'''
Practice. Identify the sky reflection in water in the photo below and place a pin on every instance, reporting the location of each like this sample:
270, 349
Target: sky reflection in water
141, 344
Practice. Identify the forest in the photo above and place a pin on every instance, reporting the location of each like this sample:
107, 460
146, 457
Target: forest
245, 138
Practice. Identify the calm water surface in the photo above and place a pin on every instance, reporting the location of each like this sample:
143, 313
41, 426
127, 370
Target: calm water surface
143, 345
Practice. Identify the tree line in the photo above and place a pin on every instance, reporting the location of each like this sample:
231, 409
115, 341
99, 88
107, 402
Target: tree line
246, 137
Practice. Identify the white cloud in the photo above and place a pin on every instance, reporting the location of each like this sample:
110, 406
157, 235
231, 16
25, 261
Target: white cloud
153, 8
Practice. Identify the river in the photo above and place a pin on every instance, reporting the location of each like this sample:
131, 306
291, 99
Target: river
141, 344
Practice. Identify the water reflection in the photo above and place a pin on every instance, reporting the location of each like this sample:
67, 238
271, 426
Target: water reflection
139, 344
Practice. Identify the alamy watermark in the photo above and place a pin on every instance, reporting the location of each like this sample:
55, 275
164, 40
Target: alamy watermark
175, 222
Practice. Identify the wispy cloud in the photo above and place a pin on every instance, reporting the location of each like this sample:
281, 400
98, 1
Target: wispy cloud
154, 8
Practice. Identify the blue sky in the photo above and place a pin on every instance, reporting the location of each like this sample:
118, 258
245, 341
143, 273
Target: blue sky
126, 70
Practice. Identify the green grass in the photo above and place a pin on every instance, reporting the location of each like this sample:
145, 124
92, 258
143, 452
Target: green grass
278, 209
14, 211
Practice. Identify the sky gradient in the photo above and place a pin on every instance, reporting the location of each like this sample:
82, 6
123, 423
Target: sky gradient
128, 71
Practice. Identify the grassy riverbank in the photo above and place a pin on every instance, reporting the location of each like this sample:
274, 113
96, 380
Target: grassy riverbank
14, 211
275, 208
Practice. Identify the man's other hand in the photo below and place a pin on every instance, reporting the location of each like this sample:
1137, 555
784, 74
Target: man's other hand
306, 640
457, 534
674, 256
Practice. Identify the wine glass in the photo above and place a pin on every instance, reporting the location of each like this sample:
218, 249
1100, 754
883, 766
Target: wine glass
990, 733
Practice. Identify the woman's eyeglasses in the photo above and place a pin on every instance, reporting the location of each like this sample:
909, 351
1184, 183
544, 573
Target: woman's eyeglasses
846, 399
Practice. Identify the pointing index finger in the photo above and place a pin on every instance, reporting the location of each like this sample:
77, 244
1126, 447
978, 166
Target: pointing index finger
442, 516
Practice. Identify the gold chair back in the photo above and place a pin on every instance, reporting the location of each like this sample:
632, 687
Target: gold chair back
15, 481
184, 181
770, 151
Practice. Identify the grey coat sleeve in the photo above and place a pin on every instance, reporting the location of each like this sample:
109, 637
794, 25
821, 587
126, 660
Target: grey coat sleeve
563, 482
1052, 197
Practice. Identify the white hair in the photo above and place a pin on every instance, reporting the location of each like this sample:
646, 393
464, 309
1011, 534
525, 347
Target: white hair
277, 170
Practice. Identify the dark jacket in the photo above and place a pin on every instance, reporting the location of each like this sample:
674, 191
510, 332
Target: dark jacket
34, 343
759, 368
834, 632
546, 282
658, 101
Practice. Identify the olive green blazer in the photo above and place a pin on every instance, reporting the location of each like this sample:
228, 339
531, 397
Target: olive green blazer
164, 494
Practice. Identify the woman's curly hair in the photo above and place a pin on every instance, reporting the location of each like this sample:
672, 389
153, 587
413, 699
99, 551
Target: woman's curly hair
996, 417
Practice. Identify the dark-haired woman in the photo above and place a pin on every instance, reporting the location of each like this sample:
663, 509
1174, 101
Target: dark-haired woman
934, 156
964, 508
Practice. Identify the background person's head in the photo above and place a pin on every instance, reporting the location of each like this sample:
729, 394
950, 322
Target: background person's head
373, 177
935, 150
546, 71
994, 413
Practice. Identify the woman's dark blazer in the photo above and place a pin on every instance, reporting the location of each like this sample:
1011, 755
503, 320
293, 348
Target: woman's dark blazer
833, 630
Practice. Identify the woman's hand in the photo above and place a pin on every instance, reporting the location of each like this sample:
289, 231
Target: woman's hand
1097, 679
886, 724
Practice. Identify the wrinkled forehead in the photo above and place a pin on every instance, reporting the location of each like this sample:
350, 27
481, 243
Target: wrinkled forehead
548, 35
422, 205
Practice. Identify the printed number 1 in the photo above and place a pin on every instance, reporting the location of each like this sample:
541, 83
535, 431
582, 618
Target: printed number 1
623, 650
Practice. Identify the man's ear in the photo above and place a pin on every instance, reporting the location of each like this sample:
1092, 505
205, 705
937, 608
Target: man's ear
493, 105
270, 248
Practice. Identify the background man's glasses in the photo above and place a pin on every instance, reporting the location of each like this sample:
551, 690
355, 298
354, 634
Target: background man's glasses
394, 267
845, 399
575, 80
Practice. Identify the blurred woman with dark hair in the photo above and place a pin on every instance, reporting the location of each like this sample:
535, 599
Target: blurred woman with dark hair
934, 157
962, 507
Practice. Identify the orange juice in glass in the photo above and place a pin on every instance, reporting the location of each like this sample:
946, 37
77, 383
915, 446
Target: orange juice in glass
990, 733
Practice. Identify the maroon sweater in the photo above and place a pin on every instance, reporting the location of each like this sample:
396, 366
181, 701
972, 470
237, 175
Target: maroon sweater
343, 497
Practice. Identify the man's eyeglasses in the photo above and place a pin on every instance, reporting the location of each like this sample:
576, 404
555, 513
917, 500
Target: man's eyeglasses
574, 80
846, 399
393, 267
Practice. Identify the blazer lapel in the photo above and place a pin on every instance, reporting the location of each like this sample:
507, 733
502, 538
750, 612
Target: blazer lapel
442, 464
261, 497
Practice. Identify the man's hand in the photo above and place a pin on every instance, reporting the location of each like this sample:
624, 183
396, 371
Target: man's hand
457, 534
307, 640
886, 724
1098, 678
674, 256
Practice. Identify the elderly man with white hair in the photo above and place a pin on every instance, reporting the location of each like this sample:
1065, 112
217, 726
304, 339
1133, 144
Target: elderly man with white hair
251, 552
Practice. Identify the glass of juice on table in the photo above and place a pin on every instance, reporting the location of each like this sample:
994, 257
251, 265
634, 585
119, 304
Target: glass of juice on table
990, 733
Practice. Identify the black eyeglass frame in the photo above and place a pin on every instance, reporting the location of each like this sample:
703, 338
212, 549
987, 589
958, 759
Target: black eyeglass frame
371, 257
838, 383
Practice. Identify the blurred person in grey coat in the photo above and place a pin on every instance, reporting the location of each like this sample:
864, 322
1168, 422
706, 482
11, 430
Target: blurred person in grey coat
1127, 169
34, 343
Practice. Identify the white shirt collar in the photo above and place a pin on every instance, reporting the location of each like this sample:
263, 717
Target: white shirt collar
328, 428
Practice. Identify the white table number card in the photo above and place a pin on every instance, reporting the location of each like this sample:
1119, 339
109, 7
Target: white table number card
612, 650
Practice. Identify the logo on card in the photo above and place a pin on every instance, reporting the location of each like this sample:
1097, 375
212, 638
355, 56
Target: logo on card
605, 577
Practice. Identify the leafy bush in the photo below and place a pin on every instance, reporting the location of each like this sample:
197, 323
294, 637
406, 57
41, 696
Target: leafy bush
'''
The records above should be restated word for word, please.

Practice. Identify the sky reflection in water in the photo below and place a pin on every instance, reporting the location of each like this sample:
270, 349
Target: sky reflection in water
141, 344
Practice. Identify the forest in the photo above and place a pin on every instance, reporting the location of each like this sample:
107, 460
146, 457
Target: forest
245, 138
Practice. Identify the calm water surface in the photo above and place a pin on every instance, reporting the location of each like this sample:
143, 313
41, 426
127, 370
Target: calm water surface
143, 345
Practice. Identify the tree line in the photo above and place a pin on every instance, reporting the location of each like this sample:
231, 409
115, 341
99, 88
107, 402
Target: tree line
246, 137
Practice. Identify the white cloud in the photo above and place a pin on every instance, reporting the location of each like this sample:
110, 406
157, 235
231, 16
25, 261
Target: white cloud
153, 8
Practice. Identify the river in the photo above and place a pin on every instance, reporting the location of each like this sample:
131, 306
291, 99
Target: river
141, 344
Practice. Identify the water reflection in the photo above and place a pin on every instance, reporting the location of each like this sample:
67, 238
271, 426
Target: water reflection
139, 344
Practice. Identify the alamy watermark in the photo above and place a pin on every instance, reporting the location of each like this sample:
55, 275
164, 40
Target: alamy watermark
175, 222
Practice. Identify the wispy cloud in the photo above and place a pin on every instance, reporting the location of each like this sample:
281, 400
98, 1
Target: wispy cloud
154, 8
Practice. Identify the blue sky in the photo above and place a pin on every instance, reporting the location of each like this sample:
118, 258
245, 341
143, 273
Target: blue sky
126, 70
Practice. Identify the green grass in the photo above and place a pin on every instance, reporting the location of each like this sample:
145, 124
92, 258
143, 452
Target: green grass
278, 209
14, 211
Practice. Identify the sky gradient in the photo above and place a pin on every instance, reporting the location of each like this sample:
82, 6
123, 423
Target: sky gradient
128, 71
Practice. Identify the grassy riverbank in the photo above and place a pin on every instance, reporting the location of each like this sample:
274, 113
96, 380
Target: grassy riverbank
14, 211
275, 208
Practice. Identify the man's other hand in the photo below and place a pin on every instance, reporting the location of each like this sample:
1137, 555
784, 74
Target: man's other hand
306, 640
457, 534
674, 256
Practice. Identify the wine glass in the photo above and place a pin on every instance, reporting the location of each like this sample:
218, 249
1100, 754
883, 766
Target: wine glass
990, 733
Practice. Identify the woman's eyeglasses in the photo above and place a pin on every instance, reporting the location of each like this sample:
909, 351
1184, 183
544, 573
Target: woman's eyeglasses
846, 399
Practice. Identify the pointing index finger in the photo above and place a pin on every instance, reporting the location of each like this sample:
77, 244
1126, 447
978, 166
Target: pointing index finger
442, 516
Practice. Identify the gold chair back in the photo above and place a pin on every instance, reporting the location of each like this sample:
632, 687
Target: gold chair back
15, 481
184, 181
770, 151
Practice. Identify the grey coat sleeve in the photo above and place a pin on every instance, reporting the location of each like this sample:
109, 637
794, 25
821, 587
126, 660
Target: grey coat sleeve
563, 482
1052, 197
Practice. Identify the white hair in the photo above and place a pin on every instance, reporting the location of each like this sample:
646, 393
464, 309
1011, 534
525, 347
Target: white hair
277, 170
Practice. Identify the dark jacket in the photo above and place a pin on every instance, reporting the location of each like this sample:
674, 191
510, 332
Target: dark jacket
34, 343
759, 368
834, 632
546, 282
658, 101
Practice. Identify the olive green blazer in the photo above and place a pin on every instance, reporting the location of each like this sample:
228, 339
531, 397
Target: olive green blazer
164, 494
Practice. Identify the woman's curly hair in the photo above and place a pin on every instance, reporting the location of each like this sample:
672, 389
153, 587
413, 699
99, 551
Target: woman's curly hair
996, 417
Practice. Identify the dark-haired woman in the photo above and place a pin on every instance, reporting the location of each like this sample:
663, 509
1174, 101
Target: dark-haired woman
934, 156
964, 508
Practice. Identify the background person's head in the photo above and place a pin on every instance, reporting the location of each like this sample:
729, 394
950, 322
Target: background person's head
373, 177
935, 150
546, 71
994, 413
Practice. Identify the woman's dark blazer in the photo above and place a pin on every instance, reporting the location of each like this sample:
1011, 755
503, 320
293, 348
Target: woman's dark blazer
833, 630
Practice. Identify the woman's hand in the photo above and place a pin on every instance, reporting the location of each like this sample:
289, 231
Target: woman's hand
1097, 679
886, 724
Practice. Identify the wrinkled forehead in the photo above and place a pin on every instance, reporting the location of each like this sample:
350, 27
481, 243
Target: wrinkled forehead
548, 35
422, 205
Practice. Identify the printed number 1 in the photo above and place a pin on every instance, reporting the location of each like this sample:
541, 83
535, 431
582, 618
Target: printed number 1
623, 650
Practice. Identify the man's ear in the photo above and place a pin on every instance, reporting the location of each like this sample:
1092, 505
205, 705
937, 608
Target: man's ear
493, 105
270, 248
Practice. Identify the background man's glasses in the photo above and place a pin on every instance, reporting the location of each like this sample:
551, 690
355, 298
354, 634
Target: background man's glasses
394, 267
845, 399
575, 80
Practice. Identify the blurred woman with dark hair in the photo above and place a pin on every instance, reporting the location of each like this sample:
535, 599
Target: blurred woman with dark hair
934, 157
962, 507
Practice. Identify the orange juice in glass in the photo above and place a pin on every instance, reporting the location of each like this sample:
946, 37
77, 383
915, 446
Target: orange juice in glass
990, 733
Practice. Identify the maroon sweater in the photo above and place a pin on every instance, reporting the location of each like this sample:
396, 366
181, 701
972, 470
237, 175
Target: maroon sweater
343, 497
Practice. Identify the man's eyeglasses in the photo above and place a pin on every instance, reporting the location of each like this sample:
576, 404
555, 513
917, 500
Target: man's eyeglasses
574, 80
846, 399
393, 267
Practice. Identify the blazer lapel in the photo above and place a pin on every instance, reporting the location of each like this sample:
507, 733
502, 538
750, 612
Target: blazer lapel
442, 464
261, 497
Practice. Identify the man's hand in the photo above and place a pin on every instance, reporting the location of each like this sample:
624, 183
396, 371
Target: man's hand
457, 534
307, 640
886, 724
1098, 678
674, 256
Practice. Identify the elderly man with white hair in the photo above and place a pin on every instance, reporting the location of each like this sample:
1065, 112
217, 726
304, 339
1133, 144
Target: elderly man with white hair
251, 552
Practice. Identify the glass of juice on table in the photo above and place a pin on every instance, reporting the location of each like this sample:
994, 257
251, 265
634, 585
119, 304
Target: glass of juice on table
990, 733
Practice. Identify the black eyeglass frame in the photo above and place a pin on every instance, reporting the location of each like this sample:
703, 338
212, 549
987, 589
958, 759
Target: black eyeglass frame
371, 257
838, 383
Practice. Identify the blurred person in grey coat in the photo above and place a pin on every instance, reporting the location of each like this sample:
864, 322
1168, 422
706, 482
11, 430
Target: blurred person in grey coat
1127, 169
34, 343
Practice. Identify the white shirt collar in the photo above and place a pin on every instance, reporting the location of each like this sample:
263, 717
Target: white shirt collar
328, 428
Practice. Identify the white table number card in the photo above and place a pin on every instance, reporting the location of each like this sample:
1119, 339
109, 7
Target: white table number card
612, 650
Practice. Identify the logo on card in the photo above and place a pin on every instance, reporting the location of each like this sample:
1097, 375
212, 638
355, 56
Target: logo on card
605, 577
Practice. Identify the leafy bush in the photo below and place a pin on every instance, reporting the location of each like this sample:
197, 323
294, 637
406, 57
41, 696
Target: leafy bush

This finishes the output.